_Job A_. In the records, substitute "cover plate" for "wall plate" in the lines beginning at the line that has "Spot the round" and running through the end of the records, and give those lines back with everything else unchanged. Omit the pictures from your answer.

_Article_.
=-=-=

Regional Fan Organizations: Among the many Dark Shadows fan activities is a variety of clubs, small publishers, and journals that cooperate with the Dark Shadows Official Fan Club. One of the oldest fan structures is Old House Publishing (11518 Desdemona Dr., Dallas, TX 75228, http://home.earthlink.net/~nardoz/itoh.html) founded in 1978 by Dale Clark. That same year, Clark started Inside the Old House, a Dark Shadows fanzine. Each issue includes fan fiction, poetry, artwork, biographies of Dark Shadows characters, discussions of controversies within the Dark Shadows community, a fan letter column, and classified ads of Dark Shadows paraphernalia. Clark, a longtime Dark Shadows fan, is also the author of eight volumes of the Dark Shadows Questions and Answers Book and several Dark Shadows novels: Resolutions in Time, Reunion, Retribution, and Revelations. Clark was also one of the cofounders of the Dark Shadows Festival.
Through the 1990s, numerous fan clubs and small press publishing endeavors thrived in the Dark Shadows fan world. Dark Shadows over Oklahoma was a Dark Shadows fan club founded by Brett Hargrove and later led by Letha Roberts. The group gathered monthly, and Roberts edited The Graveyard Gazette, the club’s newsletter. Harmony Road Press was a small publishing company founded in 1992 specializing in Dark Shadows books and periodicals. It was headed by Connie Jonas.
Among its publications were Christmas in Collinsport, a seasonal anthology of pictures, poetry, and prose; Anna Shock’s collected short stories, Shadowed Reflections; and the novels Masks and Facades and A Matter of Trust, both by Jonas. Jonas also edited The Music Box, a Dark Shadows fanzine named for the music box owned by Dark Shadows character Josette. The Music Box featured fiction, art, poetry, and fan news. In 1992 the press announced publication of a single-issue fanzine edited by Travis McKnight, The Lara Zine, built around the Dark Shadows actress Lara Parker, who played the witch Angélique. Connie Jonas is a member of the Collinsport Players, a fan-founded dramatic group that presents skits at the annual Dark Shadows Festival. In 1993, Harmony Road Press published an anthology of scripts of the group’s original productions, The Collinsport Players Companion, edited by Jeff Thompson and Jonas.

=-=-=

_Image outline annotation entries_.
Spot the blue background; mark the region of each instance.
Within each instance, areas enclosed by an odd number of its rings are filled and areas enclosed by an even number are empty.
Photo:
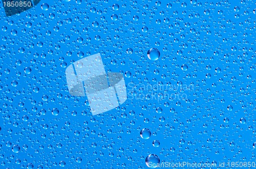
[[[255,161],[255,1],[41,1],[8,17],[0,5],[1,168]],[[93,117],[65,70],[98,52],[128,99]]]

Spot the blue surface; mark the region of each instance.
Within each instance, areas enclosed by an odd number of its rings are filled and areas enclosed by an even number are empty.
[[[255,3],[41,1],[6,17],[1,2],[0,168],[254,162]],[[93,117],[65,70],[98,52],[128,99]]]

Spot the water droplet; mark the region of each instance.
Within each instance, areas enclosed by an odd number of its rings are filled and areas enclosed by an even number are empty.
[[[41,8],[44,11],[47,11],[49,9],[49,5],[47,3],[42,4],[41,5]]]
[[[57,116],[59,114],[59,110],[57,108],[54,108],[52,110],[52,114],[54,116]]]
[[[229,105],[227,106],[227,108],[228,110],[232,111],[232,110],[233,109],[233,107],[231,105]]]
[[[181,69],[182,69],[182,70],[184,70],[184,71],[187,71],[188,68],[188,67],[187,67],[187,65],[186,65],[186,64],[183,64],[181,66]]]
[[[240,123],[241,124],[245,124],[246,122],[246,120],[245,120],[245,118],[242,118],[240,119]]]
[[[131,48],[129,48],[126,50],[127,53],[128,53],[129,54],[133,53],[133,49]]]
[[[160,159],[156,154],[152,154],[146,157],[145,161],[148,167],[154,168],[156,168],[160,163]]]
[[[119,6],[117,4],[114,4],[112,7],[115,11],[117,11],[119,9]]]
[[[160,53],[158,49],[152,48],[147,51],[147,57],[151,60],[156,61],[159,59]]]
[[[26,67],[24,69],[24,72],[27,74],[30,74],[30,73],[31,73],[31,68],[30,68],[29,67]]]
[[[151,131],[147,128],[144,128],[140,131],[140,136],[144,139],[150,138],[151,135]]]
[[[160,142],[158,140],[155,140],[153,141],[153,145],[154,147],[158,147],[160,146]]]
[[[15,145],[12,146],[12,151],[15,153],[18,153],[20,150],[20,147],[18,145]]]

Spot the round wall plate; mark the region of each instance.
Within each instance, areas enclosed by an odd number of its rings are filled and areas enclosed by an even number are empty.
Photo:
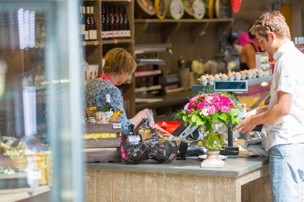
[[[176,20],[179,20],[183,17],[185,12],[185,8],[182,0],[169,0],[168,5],[167,11],[170,17]]]
[[[202,0],[193,0],[192,6],[194,11],[194,18],[198,20],[202,19],[206,13],[206,8],[204,2]]]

=-=-=

_Job B_. According to the article on Dark Shadows fan organizations, in what year did Dale Clark found Old House Publishing?

_Full output A_.
Spot the round cover plate; mark the region of each instance.
Within each instance, areas enclosed by an odd number of its rings are filled and areas enclosed by an even number are empty.
Photo:
[[[176,20],[179,20],[183,17],[185,12],[185,8],[182,0],[169,0],[168,5],[167,11],[170,17]]]
[[[202,0],[193,0],[192,6],[194,11],[194,18],[198,20],[202,19],[206,13],[206,8],[204,2]]]

_Full output B_. 1978